PROBLEM DESCRIPTION.
Return every line of the records below verbatim, with no pictures in the copy.

----- DATA SUPPLIED -----

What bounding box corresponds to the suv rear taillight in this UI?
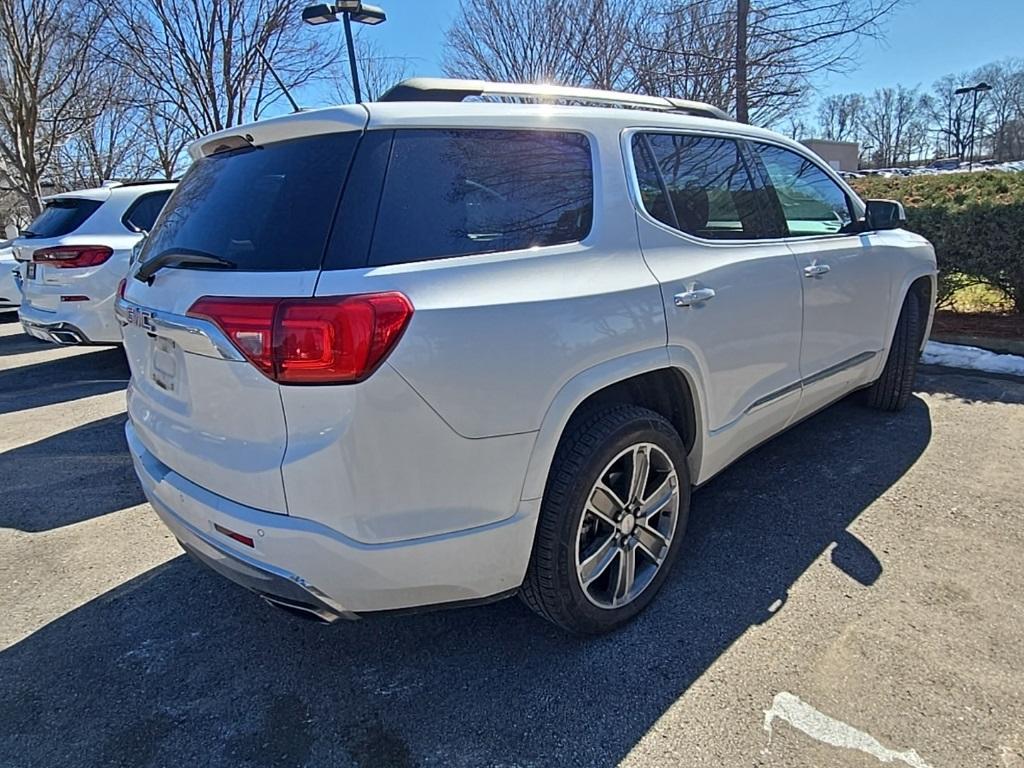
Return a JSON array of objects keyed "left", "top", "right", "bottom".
[
  {"left": 32, "top": 245, "right": 113, "bottom": 268},
  {"left": 187, "top": 293, "right": 413, "bottom": 384}
]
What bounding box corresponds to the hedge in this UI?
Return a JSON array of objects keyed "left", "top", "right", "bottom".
[{"left": 850, "top": 173, "right": 1024, "bottom": 312}]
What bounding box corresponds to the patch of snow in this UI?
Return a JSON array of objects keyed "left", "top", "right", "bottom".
[{"left": 922, "top": 341, "right": 1024, "bottom": 377}]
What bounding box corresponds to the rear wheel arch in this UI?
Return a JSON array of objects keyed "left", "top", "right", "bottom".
[{"left": 520, "top": 358, "right": 705, "bottom": 504}]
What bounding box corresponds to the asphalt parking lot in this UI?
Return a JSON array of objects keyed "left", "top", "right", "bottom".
[{"left": 2, "top": 308, "right": 1023, "bottom": 768}]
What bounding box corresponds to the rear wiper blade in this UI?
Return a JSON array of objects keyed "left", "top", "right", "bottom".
[{"left": 135, "top": 248, "right": 236, "bottom": 283}]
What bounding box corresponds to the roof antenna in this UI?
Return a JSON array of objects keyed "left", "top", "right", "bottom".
[{"left": 255, "top": 46, "right": 302, "bottom": 114}]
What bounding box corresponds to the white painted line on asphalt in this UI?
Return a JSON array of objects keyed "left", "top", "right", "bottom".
[{"left": 763, "top": 691, "right": 933, "bottom": 768}]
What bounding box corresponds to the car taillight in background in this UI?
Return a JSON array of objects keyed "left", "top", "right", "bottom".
[
  {"left": 32, "top": 246, "right": 113, "bottom": 269},
  {"left": 187, "top": 293, "right": 414, "bottom": 384}
]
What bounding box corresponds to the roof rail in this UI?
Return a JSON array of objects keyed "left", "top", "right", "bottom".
[
  {"left": 102, "top": 179, "right": 179, "bottom": 188},
  {"left": 378, "top": 78, "right": 732, "bottom": 121}
]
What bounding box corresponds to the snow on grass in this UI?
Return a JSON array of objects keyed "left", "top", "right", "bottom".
[{"left": 922, "top": 341, "right": 1024, "bottom": 376}]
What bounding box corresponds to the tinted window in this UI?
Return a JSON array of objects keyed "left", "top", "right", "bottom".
[
  {"left": 22, "top": 198, "right": 102, "bottom": 239},
  {"left": 141, "top": 133, "right": 358, "bottom": 272},
  {"left": 632, "top": 133, "right": 773, "bottom": 240},
  {"left": 123, "top": 190, "right": 173, "bottom": 233},
  {"left": 752, "top": 143, "right": 854, "bottom": 236},
  {"left": 368, "top": 129, "right": 592, "bottom": 266}
]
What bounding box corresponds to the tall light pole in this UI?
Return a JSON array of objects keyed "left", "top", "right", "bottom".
[
  {"left": 302, "top": 2, "right": 387, "bottom": 105},
  {"left": 954, "top": 82, "right": 993, "bottom": 171}
]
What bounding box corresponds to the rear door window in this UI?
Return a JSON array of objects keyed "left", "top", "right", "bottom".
[
  {"left": 141, "top": 133, "right": 359, "bottom": 272},
  {"left": 123, "top": 190, "right": 173, "bottom": 233},
  {"left": 22, "top": 198, "right": 103, "bottom": 239},
  {"left": 631, "top": 133, "right": 777, "bottom": 240},
  {"left": 364, "top": 129, "right": 593, "bottom": 266}
]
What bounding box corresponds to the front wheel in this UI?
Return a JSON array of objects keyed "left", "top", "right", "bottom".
[
  {"left": 520, "top": 405, "right": 691, "bottom": 634},
  {"left": 863, "top": 290, "right": 923, "bottom": 411}
]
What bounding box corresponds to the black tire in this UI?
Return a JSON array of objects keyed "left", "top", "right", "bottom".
[
  {"left": 863, "top": 289, "right": 922, "bottom": 411},
  {"left": 520, "top": 405, "right": 691, "bottom": 635}
]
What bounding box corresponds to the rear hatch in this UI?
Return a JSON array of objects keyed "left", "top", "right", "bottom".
[
  {"left": 17, "top": 195, "right": 106, "bottom": 312},
  {"left": 121, "top": 110, "right": 366, "bottom": 513}
]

-----

OUTPUT BELOW.
What bounding box corresponds to the suv rear taillight in this UI?
Return a JSON array of objects keyed "left", "top", "right", "bottom".
[
  {"left": 32, "top": 245, "right": 113, "bottom": 268},
  {"left": 187, "top": 293, "right": 413, "bottom": 384}
]
What bounding box corresponds to the hedge in this UI?
Return a JSON array of objects keyed "left", "top", "right", "bottom".
[{"left": 850, "top": 173, "right": 1024, "bottom": 312}]
What bounding box corresponds to the patch of snow in this UI?
Return a JSON array of objects keyed "left", "top", "right", "bottom".
[{"left": 922, "top": 341, "right": 1024, "bottom": 377}]
What bounding box corresponds to the rear wheel arch in this UI?
Return a JSON array of objects keyed "left", "top", "right", "bottom".
[{"left": 520, "top": 358, "right": 705, "bottom": 504}]
What bounding box corresponds to the asphalt parking lot in this UI?
Return a JSON array of objects keyed "left", "top", "right", "bottom".
[{"left": 2, "top": 308, "right": 1023, "bottom": 768}]
What bounding box corresponds to the rear wiper blade in this UI?
Return a JSON array of objects keyed "left", "top", "right", "bottom".
[{"left": 135, "top": 248, "right": 236, "bottom": 283}]
What bounding box corresponds to the roof antenna in this UI?
Return a JSON array of objects keyed "left", "top", "right", "bottom".
[{"left": 255, "top": 46, "right": 302, "bottom": 114}]
What bounding box corresponds to the white painted line on asphalt in this UI?
Return a JSON array of objects keyed "left", "top", "right", "bottom".
[{"left": 763, "top": 691, "right": 933, "bottom": 768}]
What bounding box corresponds to the car taillight in background in this UI?
Return a JSON array of objects keyed "left", "top", "right", "bottom".
[
  {"left": 32, "top": 246, "right": 113, "bottom": 269},
  {"left": 187, "top": 293, "right": 414, "bottom": 384}
]
What bounding box corresponds to the roof rail in this UI?
Return a JSON array of objects keyed "left", "top", "right", "bottom".
[
  {"left": 102, "top": 179, "right": 179, "bottom": 188},
  {"left": 378, "top": 78, "right": 732, "bottom": 121}
]
What bounding box corresponds to the snow on grass in this UI?
Return a JSON array of objects keyed "left", "top", "right", "bottom".
[{"left": 922, "top": 341, "right": 1024, "bottom": 376}]
What bounding box corresponds to the tinted window in this UI?
Return a JSON array of objects keyed "left", "top", "right", "bottom".
[
  {"left": 22, "top": 198, "right": 102, "bottom": 239},
  {"left": 141, "top": 133, "right": 358, "bottom": 272},
  {"left": 632, "top": 133, "right": 773, "bottom": 240},
  {"left": 123, "top": 190, "right": 173, "bottom": 233},
  {"left": 752, "top": 143, "right": 854, "bottom": 236},
  {"left": 368, "top": 129, "right": 592, "bottom": 266}
]
What bounding box corresponds to the tall light pole in this UI?
Return a JSON array of objects keyed "left", "top", "right", "bottom".
[
  {"left": 302, "top": 2, "right": 387, "bottom": 105},
  {"left": 954, "top": 82, "right": 993, "bottom": 171}
]
What bounding box corresponds to the rear door window in this UI?
Return a JSON array of objects keyed "left", "top", "right", "bottom".
[
  {"left": 141, "top": 133, "right": 359, "bottom": 272},
  {"left": 123, "top": 190, "right": 173, "bottom": 233},
  {"left": 22, "top": 198, "right": 103, "bottom": 239},
  {"left": 631, "top": 133, "right": 777, "bottom": 240},
  {"left": 364, "top": 129, "right": 593, "bottom": 266}
]
What bounding box corresponds to the front wheel in this UI?
Return a JSON array of objects keyed "left", "top", "right", "bottom".
[
  {"left": 520, "top": 405, "right": 691, "bottom": 634},
  {"left": 863, "top": 290, "right": 923, "bottom": 411}
]
What bounding box corresponds to the black tire in this UI?
Return a JSON array of objects keyed "left", "top", "right", "bottom".
[
  {"left": 863, "top": 289, "right": 922, "bottom": 411},
  {"left": 520, "top": 405, "right": 691, "bottom": 635}
]
What bounding box corresponds to the rear hatch in this UI?
Return a JSON array of objects keyed "left", "top", "right", "bottom".
[
  {"left": 17, "top": 195, "right": 106, "bottom": 312},
  {"left": 121, "top": 110, "right": 366, "bottom": 513}
]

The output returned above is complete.